** Start of Source passage **

Both parties, as is now standard in trials, invited the court to draw adverse inferences from the absence of witnesses. The principles are well-known (see Efobi v Royal Mail Group Ltd [2021] UKSC 33) and I will not recite them out here.

307.

The claimants complained in particular about the absence of Mr Son and Mr Misra. They submitted that the documentary record showed that both of them were heavily involved in the discussions with Mr Greensill and in the approval of the decisions concerning the various transactions in issue. They said that there was no adequate explanation for their absence. The claimants sought adverse inferences to be drawn about the SBDs’ failure to obtain any commitment about the use of the $440 million; the SBDs’ purpose in entering into the Impugned Transactions; the benefits to the SBDs; and their knowledge as to whether the Fairymead Notes had or had not been purchased or redeemed. I have concluded that the claimants have not established that either Mr Son or Mr Misra could have given evidence on these issues which could materially have changed the picture given by the totality of the evidence which is before the Court. I address this further below.

308.

The SBDs complained about the absence of Mr Degen and invited the Court to draw adverse inferences. Mr Degen is no longer employed by Credit Suisse (or its successor companies). Indeed it appears that his employment was terminated as a consequence of the losses suffered by CSAM from the collapse of the Greensill Group. The principal issue on which the SBDs sought an adverse inference was the knowledge of CSV about the cancellation of the RPA at the time of the Secondary Trade and/or its cancellation. I do not consider that it would be appropriate to draw such an inference. Mr Degen is no longer employed by Credit Suisse and there is no reason to expect Credit Suisse to call him.

309.

There was expert evidence of US law. The claimants called Professor Steven Schwarcz, an academic specialising in secured transactions and bankruptcy law. He has served as a tenured professor at Duke Law School for almost three decades and has published in the relevant areas. Before joining Duke University, he served for more than a decade as a partner in the New York offices of leading US firms. He was able to give clear, detailed explanations of the relevant principles of NY and US bankruptcy law relevant to the agreed expert questions. He was a careful witness who was properly engaged in the process and understood his duties to the court. He engaged with questions of principle and hypothetical issues.

310.

The SBDs called Professor Eric Schaffer. He is a former practising insolvency lawyer who retired from full-time practice as a partner in Reed Smith in 2020 and, since 2019, has held a part-time teaching-only position at Pittsburgh Law School. He has not published papers on the relevant issues. He too carefully engaged with the questions and understood his duty to assist the court. He appeared to me less able than Professor Schwarcz to address hypothetical questions.

311.

I was satisfied that both experts did their sincere best to assist the court. They also helpfully identified areas of agreement. I shall address the details of their reasoning when resolving the remaining areas of disputes.

312.

There was also expert valuation evidence. On valuation, the claimants called Mr Marc Brown. The SBDs called Mr James Farrell and Mr Terence Mark.

** End of Source passage **
** Start of Data block **

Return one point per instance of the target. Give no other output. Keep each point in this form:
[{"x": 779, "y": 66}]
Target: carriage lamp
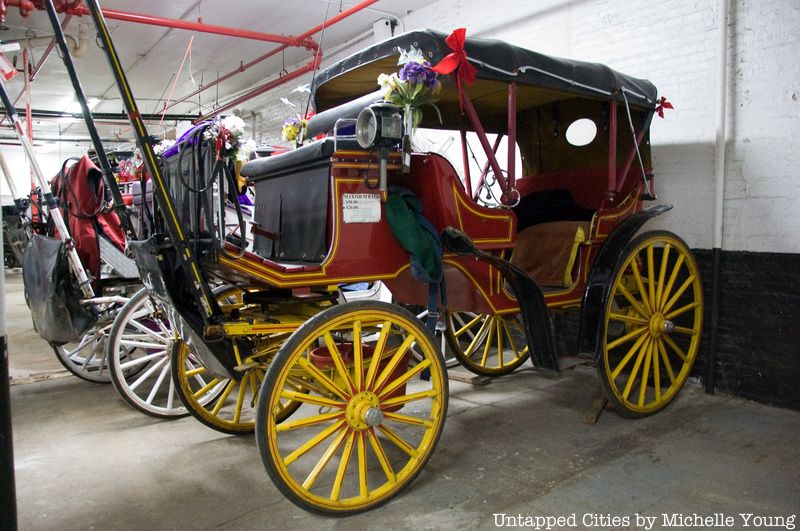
[{"x": 379, "y": 126}]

** End of Data block **

◆ Brief 1 ◆
From the judgment passage, return the words from "I was satisfied" to "areas of disputes.".
◆ Brief 2 ◆
Do the following statements agree with the judgment passage? Answer yes or no for each, and quote the deciding words. (a) Professor Schaffer has published papers on the relevant issues. (b) Mr Degen is no longer employed by Credit Suisse. (c) The SBDs called Mr Marc Brown on valuation.

◆ Finished answer 1 ◆
I was satisfied that both experts did their sincere best to assist the court. They also helpfully identified areas of agreement. I shall address the details of their reasoning when resolving the remaining areas of disputes.

◆ Finished answer 2 ◆
(a) No: "He has not published papers on the relevant issues."
(b) Yes: "Mr Degen is no longer employed by Credit Suisse (or its successor companies)."
(c) No: "On valuation, the claimants called Mr Marc Brown."